> _EXERCISE_: Extract every line in the items below that contains the word "gray".

Dataset excerpt:
┌──

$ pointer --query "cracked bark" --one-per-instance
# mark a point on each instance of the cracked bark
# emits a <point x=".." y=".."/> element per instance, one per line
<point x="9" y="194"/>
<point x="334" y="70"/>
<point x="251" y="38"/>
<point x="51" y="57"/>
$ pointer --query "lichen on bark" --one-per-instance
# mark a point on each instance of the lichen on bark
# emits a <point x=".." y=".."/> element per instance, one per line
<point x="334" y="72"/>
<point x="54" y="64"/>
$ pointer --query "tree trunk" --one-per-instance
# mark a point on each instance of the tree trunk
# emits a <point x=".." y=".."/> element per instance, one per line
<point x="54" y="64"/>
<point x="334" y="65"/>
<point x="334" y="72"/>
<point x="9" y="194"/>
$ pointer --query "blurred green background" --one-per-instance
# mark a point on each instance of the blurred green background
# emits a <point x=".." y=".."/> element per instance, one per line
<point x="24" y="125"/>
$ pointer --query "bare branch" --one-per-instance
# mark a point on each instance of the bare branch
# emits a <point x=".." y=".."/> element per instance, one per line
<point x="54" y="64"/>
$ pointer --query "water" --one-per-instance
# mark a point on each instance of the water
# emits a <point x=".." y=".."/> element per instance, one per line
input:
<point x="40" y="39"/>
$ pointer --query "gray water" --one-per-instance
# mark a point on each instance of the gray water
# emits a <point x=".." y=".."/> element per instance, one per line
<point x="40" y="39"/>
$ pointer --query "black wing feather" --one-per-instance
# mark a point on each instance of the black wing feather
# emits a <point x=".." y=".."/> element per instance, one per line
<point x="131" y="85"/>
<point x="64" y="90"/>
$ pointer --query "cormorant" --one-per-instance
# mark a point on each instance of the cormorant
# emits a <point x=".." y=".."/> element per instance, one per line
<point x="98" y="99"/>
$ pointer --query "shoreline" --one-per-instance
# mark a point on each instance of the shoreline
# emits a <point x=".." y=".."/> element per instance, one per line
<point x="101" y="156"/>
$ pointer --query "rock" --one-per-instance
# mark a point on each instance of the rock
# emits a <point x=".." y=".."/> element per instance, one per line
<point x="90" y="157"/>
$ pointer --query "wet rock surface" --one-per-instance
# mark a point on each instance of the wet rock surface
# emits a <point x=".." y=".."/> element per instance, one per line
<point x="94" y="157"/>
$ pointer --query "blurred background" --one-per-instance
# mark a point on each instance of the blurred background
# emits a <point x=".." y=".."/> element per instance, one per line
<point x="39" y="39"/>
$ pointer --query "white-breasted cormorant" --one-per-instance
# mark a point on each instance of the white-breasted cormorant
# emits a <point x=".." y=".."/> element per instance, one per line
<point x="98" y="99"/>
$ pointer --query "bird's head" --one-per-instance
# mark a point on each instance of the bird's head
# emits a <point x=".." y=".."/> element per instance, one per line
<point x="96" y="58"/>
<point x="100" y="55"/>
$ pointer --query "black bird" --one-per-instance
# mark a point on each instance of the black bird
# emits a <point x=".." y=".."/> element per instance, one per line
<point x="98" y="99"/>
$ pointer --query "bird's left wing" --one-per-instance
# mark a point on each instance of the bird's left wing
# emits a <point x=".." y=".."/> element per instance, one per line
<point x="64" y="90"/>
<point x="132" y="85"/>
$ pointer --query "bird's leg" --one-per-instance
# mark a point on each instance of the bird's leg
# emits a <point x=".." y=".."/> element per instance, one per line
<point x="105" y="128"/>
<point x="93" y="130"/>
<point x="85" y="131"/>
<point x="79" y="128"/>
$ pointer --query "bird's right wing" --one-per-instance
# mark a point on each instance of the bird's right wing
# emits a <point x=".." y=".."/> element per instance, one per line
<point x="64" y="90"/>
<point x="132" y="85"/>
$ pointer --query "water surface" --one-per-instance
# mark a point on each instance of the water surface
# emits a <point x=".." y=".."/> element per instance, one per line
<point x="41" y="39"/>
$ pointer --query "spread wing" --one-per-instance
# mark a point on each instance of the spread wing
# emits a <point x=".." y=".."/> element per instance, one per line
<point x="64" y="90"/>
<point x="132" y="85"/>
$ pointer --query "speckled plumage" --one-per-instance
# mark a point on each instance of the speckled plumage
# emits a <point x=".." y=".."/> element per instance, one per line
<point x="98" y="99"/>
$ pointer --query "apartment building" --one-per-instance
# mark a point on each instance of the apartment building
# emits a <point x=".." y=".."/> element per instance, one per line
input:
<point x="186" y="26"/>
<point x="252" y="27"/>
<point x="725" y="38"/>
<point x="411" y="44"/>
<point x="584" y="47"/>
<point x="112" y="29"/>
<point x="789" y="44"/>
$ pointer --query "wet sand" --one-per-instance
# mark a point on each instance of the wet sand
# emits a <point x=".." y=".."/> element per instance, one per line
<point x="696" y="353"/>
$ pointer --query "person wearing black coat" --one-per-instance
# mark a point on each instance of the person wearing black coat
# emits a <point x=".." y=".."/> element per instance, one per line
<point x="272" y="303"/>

└──

> _ANSWER TO THE TASK_:
$ pointer --query "gray water" --one-per-instance
# mark a point on each instance of the gray water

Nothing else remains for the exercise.